STATED PROBLEM 1 - In the post about the PyGame game, rewrite the section from "What started as" up to and including "secured data blocks.", changing "data packets" to "signal pulses".
STATED PROBLEM 2 - Extend the write-up about the cyberpunk Breakout game, picking up right after its final line.
[start TEXT PASSAGE]
I’m excited to finally share System Breach: Protocol, a cyberpunk-themed twist on the classic Breakout mechanics, built entirely from scratch from the ground up using PyGame!
What started as a Day 87 assignment turned into a labor of love over a couple of months—juggled between returning to full-time work and coding late into the evenings.
🕹️ The Concept
Instead of a standard bat-and-ball game, you play as a cyber-hacker. The paddle and ball are re-imagined as data packets deployed to breach secured data blocks.
🛠️ How I Approached It (The Tech Stack)
Instead of sticking with standard Turtle graphics, I wanted to push myself and branched out into PyGame. Because I wanted to deeply understand the engine, I skipped ready-made plugins and built the foundation from the ground level up:
- Architecture: A central SystemBreach class manages the main game loop logic and handles component instantiations.
- Physics Engine: Built a custom physics class to handle complex math for projectile arching, "glitching" mechanics, hits, and explosion particles.
[end TEXT PASSAGE]
[start DATA LISTING]
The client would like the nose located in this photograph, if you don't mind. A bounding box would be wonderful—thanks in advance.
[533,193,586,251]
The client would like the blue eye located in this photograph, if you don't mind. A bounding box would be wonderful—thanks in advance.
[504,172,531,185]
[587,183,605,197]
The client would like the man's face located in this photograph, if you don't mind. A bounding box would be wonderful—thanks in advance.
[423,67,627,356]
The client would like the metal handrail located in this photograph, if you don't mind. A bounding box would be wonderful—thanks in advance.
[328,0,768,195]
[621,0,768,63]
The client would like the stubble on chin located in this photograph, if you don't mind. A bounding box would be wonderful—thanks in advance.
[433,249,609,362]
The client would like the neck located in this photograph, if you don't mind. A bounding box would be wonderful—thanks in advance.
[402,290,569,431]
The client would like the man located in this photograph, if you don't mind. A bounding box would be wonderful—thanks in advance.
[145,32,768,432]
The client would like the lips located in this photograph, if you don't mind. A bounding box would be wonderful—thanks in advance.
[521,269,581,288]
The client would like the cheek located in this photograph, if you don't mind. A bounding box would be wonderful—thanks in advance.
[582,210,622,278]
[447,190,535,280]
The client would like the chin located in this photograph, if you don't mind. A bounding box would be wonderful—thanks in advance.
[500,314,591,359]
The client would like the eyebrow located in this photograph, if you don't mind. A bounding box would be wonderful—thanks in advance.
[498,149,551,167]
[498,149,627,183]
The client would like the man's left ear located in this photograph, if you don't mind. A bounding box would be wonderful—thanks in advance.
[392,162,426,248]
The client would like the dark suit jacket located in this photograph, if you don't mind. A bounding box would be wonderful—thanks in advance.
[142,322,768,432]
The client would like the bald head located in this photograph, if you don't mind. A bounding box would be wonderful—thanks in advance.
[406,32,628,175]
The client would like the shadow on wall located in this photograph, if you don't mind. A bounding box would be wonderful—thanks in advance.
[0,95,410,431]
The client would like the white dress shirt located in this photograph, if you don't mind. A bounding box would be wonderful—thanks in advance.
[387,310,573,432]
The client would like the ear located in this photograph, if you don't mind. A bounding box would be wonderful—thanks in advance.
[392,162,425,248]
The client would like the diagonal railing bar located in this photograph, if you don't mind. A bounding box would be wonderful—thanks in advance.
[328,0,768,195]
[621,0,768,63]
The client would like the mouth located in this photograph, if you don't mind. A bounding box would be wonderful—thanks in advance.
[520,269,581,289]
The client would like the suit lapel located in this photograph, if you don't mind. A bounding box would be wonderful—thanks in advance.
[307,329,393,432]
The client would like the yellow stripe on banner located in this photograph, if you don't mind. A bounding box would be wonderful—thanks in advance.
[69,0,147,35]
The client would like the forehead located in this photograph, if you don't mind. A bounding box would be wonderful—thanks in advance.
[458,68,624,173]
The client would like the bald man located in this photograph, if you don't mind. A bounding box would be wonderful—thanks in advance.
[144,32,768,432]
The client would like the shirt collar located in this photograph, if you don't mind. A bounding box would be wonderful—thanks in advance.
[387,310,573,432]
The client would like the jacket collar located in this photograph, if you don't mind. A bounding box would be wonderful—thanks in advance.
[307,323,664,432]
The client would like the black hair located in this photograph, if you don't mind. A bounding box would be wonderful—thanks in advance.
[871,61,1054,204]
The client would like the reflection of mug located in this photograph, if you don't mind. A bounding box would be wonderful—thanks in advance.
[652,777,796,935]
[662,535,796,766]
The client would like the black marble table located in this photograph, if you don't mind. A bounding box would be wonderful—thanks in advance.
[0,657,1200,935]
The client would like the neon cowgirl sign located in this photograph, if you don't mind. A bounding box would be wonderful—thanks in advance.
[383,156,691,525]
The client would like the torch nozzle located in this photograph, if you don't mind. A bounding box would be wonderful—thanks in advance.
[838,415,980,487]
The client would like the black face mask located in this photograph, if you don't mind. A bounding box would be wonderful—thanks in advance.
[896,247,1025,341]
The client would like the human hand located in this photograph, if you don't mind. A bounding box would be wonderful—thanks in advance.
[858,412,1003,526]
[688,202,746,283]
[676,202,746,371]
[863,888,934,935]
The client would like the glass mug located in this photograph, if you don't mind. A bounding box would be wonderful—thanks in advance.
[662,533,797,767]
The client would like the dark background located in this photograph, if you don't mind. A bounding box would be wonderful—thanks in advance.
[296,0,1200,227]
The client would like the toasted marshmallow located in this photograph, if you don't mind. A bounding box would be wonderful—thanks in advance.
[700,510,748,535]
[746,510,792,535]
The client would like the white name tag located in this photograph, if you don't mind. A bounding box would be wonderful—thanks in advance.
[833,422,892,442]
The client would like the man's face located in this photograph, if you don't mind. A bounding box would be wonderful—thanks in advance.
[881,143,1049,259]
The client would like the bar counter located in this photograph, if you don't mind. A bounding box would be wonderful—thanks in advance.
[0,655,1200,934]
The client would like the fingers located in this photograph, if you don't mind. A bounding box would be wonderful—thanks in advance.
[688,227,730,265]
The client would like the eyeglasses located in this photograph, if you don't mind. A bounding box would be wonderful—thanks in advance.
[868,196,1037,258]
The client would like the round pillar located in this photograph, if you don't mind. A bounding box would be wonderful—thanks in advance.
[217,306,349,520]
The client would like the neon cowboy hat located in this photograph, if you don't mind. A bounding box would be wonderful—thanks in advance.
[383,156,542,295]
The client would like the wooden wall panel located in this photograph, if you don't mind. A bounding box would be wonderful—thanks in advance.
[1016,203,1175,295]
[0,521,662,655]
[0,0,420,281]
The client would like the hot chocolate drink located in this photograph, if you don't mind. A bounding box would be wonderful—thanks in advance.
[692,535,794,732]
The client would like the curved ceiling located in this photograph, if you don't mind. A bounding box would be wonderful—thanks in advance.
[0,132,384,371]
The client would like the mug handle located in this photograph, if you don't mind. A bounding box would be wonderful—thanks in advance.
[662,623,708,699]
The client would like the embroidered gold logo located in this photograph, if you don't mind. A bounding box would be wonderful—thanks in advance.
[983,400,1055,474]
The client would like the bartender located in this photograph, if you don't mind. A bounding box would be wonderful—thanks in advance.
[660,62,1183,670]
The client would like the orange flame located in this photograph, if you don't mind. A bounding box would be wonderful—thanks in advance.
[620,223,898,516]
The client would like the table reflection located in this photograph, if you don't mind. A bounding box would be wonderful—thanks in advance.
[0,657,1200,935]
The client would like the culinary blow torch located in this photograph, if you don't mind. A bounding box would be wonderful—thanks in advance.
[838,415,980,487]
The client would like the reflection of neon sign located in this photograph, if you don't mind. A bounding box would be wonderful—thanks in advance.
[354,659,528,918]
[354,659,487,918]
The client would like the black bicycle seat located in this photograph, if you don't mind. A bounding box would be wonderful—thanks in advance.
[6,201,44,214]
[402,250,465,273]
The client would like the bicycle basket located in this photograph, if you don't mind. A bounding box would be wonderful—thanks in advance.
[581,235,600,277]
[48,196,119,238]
[end DATA LISTING]
EXERCISE OUTPUT 1 -
What started as a Day 87 assignment turned into a labor of love over a couple of months—juggled between returning to full-time work and coding late into the evenings.
🕹️ The Concept
Instead of a standard bat-and-ball game, you play as a cyber-hacker. The paddle and ball are re-imagined as signal pulses deployed to breach secured data blocks.

EXERCISE OUTPUT 2 -
- Component-Driven Sprites: Developed dedicated Sprite classes for every interactive element. Each one independently processes localized entity states, glitch timing, and payload boundary math before blitting.
- State Management: Integrated custom interface and stage classes to handle game state events, menus, a dynamic scoreboard, and the game HUD.
- Persistent Data: A major personal milestone for this project was implementing custom user data storage. When you boot the game, a custom terminal loads allowing you to create a new profile or pick up exactly where you left off.
💡 What Was Easy vs. What Was Hard
- The Easy Part: Brainstorming the cyberpunk theme and mapping out the initial game documentation gave me a crystal-clear roadmap to code against.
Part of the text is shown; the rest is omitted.